> [Supplied text]:
***

Methods inherited from class java.lang.Object
clone, equals, finalize, getClass, hashCode, notify, notifyAll, toString, wait, wait, wait
 

Field Detail

arffFileAddress

private java.lang.String arffFileAddress
Absolute path of the main Arff file


arffTestingFile

private java.lang.String arffTestingFile
Absolute path of the testing Arff file


arffTestingFileName

private java.lang.String arffTestingFileName
Name of the testing Arff file


categoryNames

private java.util.ArrayList<java.lang.String[]> categoryNames
Matrix of String with rows of different lenght; stores the name of the categories (each row corresponds to a different feature); meaningful for categorical features only.


classNames

private java.util.ArrayList<java.lang.String> classNames
Names of the output classes.


currentCvFold

private int currentCvFold

cvFoldsIdx

private int[] cvFoldsIdx
Indexes for cross validation: in which fold each row of rawDataset falls


datasetName

private java.lang.String datasetName
Dataset Name as read from the field "@relation" in the Arff file


discretizationIntervals

private double[][] discretizationIntervals
Matrix with rows of different length; stores the bin ranges for numerical features


discretLog

private int[] discretLog
How many times each feature has been discretized in a single bin, over the different training/testing experiments.


featNames

private java.util.ArrayList<java.lang.String> featNames
Names of input features


foldsSize

private int[] foldsSize
How many instances are in each fold


mxbean

com.sun.management.OperatingSystemMXBean mxbean
needed to track execution time


nbc

private NaiveBayes nbc
Naive Bayes classifier


ncc2

private NaiveCredalClassifier2 ncc2
NCC2 classifier


nonMarFeatsTesting

private java.util.ArrayList<java.lang.String> nonMarFeatsTesting
Names of NonMar features in testing


nonMarFeatsTraining

private java.util.ArrayList<java.lang.String> nonMarFeatsTraining
Names of NonMar features in training


nonMarTesting

private java.util.ArrayList<java.lang.Integer> nonMarTesting
Index of NonMar features positions in the current testing set (position might change during CV, as different variables can get discretized into a single bin)


nonMarTraining

private java.util.ArrayList<java.lang.Integer> nonMarTraining
Index of NonMar features positions in the current training set (position might change during CV, as different variables can get discretized into a single bin)

***

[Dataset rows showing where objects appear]

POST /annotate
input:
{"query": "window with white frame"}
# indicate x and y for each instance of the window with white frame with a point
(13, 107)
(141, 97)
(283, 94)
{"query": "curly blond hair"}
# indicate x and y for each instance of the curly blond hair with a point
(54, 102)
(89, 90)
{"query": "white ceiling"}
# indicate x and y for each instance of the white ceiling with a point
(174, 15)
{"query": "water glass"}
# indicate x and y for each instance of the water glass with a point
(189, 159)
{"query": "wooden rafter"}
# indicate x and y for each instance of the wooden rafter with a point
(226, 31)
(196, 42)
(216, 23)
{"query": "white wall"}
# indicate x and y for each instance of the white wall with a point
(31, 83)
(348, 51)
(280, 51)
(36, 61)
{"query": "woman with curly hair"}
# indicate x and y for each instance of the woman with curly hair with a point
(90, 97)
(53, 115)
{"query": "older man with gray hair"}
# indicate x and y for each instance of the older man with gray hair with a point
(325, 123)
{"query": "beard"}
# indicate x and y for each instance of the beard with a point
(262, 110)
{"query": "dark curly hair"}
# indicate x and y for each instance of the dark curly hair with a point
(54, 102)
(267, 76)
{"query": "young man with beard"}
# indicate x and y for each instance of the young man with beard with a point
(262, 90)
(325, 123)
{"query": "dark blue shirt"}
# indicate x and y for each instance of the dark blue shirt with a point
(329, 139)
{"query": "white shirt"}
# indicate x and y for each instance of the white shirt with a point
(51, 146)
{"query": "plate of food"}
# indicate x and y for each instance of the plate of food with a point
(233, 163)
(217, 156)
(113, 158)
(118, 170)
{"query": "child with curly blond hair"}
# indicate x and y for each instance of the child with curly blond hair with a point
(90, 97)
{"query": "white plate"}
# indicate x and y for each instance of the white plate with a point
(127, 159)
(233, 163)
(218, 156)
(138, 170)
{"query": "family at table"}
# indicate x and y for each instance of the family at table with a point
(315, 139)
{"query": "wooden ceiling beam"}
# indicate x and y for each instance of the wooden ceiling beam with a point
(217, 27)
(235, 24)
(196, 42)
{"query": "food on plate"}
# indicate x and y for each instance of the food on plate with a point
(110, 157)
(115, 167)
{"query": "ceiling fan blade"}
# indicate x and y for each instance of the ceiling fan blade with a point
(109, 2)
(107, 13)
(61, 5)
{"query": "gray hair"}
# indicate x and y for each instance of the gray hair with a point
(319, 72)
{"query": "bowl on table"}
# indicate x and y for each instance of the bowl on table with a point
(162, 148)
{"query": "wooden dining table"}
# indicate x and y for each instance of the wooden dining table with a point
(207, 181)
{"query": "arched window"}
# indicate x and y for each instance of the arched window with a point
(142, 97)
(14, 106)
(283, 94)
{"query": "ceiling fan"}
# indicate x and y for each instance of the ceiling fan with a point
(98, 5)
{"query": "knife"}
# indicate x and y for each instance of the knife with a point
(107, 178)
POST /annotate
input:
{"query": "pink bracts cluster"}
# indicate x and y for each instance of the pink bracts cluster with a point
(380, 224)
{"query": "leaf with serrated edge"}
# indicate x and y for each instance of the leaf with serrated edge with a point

***

> [Complete the following]:
(A) Edit the field listing from "private java.lang.String arffTestingFileName" to "categorical features only.", replacing "categoryNames" with "categoryLabels".
(B) Answer these questions from the field listing:
(i) What type is the foldsSize field declared as?
(ii) What is the mxbean field needed for?
(iii) From which field in the Arff file is the dataset name read?
The records are not used for any of this.

> [Per-task outputs]:
(A)
private java.lang.String arffTestingFileName
Name of the testing Arff file


categoryLabels

private java.util.ArrayList<java.lang.String[]> categoryLabels
Matrix of String with rows of different lenght; stores the name of the categories (each row corresponds to a different feature); meaningful for categorical features only.

(B)
(i) int[]
(ii) To track execution time
(iii) "@relation"